Coordinate labeling data
━━━━━━━━━━━━━━━━━━━━
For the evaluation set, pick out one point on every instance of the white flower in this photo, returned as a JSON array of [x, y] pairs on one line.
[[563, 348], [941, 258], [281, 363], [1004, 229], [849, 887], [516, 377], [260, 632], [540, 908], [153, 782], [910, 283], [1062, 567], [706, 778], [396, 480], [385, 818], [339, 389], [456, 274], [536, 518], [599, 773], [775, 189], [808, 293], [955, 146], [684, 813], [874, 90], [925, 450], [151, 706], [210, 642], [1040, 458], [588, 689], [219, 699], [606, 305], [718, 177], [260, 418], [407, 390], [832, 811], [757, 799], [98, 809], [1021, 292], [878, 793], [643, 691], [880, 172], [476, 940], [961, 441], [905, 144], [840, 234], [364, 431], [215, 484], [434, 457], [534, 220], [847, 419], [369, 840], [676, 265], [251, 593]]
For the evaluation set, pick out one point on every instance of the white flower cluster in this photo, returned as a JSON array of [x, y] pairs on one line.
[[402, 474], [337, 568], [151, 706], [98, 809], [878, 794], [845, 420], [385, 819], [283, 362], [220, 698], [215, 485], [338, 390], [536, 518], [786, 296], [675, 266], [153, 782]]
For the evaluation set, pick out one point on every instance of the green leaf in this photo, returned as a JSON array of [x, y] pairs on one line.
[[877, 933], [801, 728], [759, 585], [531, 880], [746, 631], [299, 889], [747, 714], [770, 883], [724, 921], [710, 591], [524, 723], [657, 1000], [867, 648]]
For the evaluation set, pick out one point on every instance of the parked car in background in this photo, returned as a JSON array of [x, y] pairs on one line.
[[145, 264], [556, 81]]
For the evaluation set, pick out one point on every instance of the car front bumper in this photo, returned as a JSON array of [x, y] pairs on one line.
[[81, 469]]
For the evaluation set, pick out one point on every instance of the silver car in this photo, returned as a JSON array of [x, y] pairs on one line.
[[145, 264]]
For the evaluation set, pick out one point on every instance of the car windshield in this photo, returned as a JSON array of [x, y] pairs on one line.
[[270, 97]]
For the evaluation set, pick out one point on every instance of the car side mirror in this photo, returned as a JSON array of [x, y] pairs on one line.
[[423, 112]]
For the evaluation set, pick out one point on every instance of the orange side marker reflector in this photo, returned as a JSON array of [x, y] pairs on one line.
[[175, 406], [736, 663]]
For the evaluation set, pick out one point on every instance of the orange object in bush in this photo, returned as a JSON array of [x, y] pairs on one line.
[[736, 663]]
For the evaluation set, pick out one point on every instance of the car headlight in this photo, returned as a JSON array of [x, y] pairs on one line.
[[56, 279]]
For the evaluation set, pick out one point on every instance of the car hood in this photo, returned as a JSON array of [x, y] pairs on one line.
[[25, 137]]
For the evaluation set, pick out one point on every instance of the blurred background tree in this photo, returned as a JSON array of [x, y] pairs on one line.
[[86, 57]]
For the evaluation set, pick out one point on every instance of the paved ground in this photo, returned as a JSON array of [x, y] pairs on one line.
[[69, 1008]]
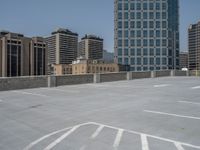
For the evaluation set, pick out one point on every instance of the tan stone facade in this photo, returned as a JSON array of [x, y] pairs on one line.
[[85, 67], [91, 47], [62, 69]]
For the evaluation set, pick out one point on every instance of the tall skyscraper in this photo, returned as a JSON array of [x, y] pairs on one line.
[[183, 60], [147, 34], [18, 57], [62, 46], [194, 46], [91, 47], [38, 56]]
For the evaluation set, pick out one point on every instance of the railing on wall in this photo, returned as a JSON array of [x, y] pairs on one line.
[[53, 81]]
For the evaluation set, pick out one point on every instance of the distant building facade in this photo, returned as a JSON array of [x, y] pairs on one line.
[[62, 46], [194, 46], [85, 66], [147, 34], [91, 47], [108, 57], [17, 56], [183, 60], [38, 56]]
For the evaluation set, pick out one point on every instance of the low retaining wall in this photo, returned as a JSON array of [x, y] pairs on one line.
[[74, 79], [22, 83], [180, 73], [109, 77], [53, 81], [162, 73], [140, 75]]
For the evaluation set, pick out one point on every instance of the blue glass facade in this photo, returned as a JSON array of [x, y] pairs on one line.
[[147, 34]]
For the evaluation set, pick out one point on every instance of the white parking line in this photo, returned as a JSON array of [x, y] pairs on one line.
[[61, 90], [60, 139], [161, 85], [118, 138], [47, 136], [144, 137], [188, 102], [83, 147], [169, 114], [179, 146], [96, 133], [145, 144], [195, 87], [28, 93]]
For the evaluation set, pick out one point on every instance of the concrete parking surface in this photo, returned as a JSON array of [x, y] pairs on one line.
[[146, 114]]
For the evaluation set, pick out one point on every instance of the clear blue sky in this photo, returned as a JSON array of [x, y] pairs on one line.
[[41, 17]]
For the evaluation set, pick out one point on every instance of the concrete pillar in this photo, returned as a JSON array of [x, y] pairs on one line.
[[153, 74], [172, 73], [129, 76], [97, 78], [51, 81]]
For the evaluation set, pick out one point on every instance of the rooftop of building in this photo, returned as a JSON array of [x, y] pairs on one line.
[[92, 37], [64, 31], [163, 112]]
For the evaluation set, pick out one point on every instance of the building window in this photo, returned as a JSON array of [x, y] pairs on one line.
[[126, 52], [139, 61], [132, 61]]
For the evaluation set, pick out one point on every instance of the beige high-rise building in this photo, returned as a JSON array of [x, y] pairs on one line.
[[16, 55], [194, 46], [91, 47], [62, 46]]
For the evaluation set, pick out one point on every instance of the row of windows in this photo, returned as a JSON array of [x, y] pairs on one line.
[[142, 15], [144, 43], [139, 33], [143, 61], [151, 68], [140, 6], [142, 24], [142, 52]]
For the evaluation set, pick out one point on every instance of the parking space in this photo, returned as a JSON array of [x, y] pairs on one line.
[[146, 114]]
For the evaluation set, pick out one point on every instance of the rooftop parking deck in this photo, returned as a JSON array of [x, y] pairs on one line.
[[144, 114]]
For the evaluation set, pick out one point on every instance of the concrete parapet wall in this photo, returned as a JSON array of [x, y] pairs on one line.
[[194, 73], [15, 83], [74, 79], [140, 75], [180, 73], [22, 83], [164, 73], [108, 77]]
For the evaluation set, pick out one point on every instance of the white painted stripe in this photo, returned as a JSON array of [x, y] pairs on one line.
━━━━━━━━━━━━━━━━━━━━
[Task goal]
Scale the lines from the line with "the rooftop parking" up to and including the line with "[[144, 114]]", writing out every line again, requests included. Multiply each coordinate in the answers by 1.4 and round to the nearest whole number, with halves rounded up.

[Worked solution]
For the evaluation set, pick out one point on every instance of the rooftop parking deck in this photo, returned as a JSON array of [x, y] pairs on one line.
[[202, 160]]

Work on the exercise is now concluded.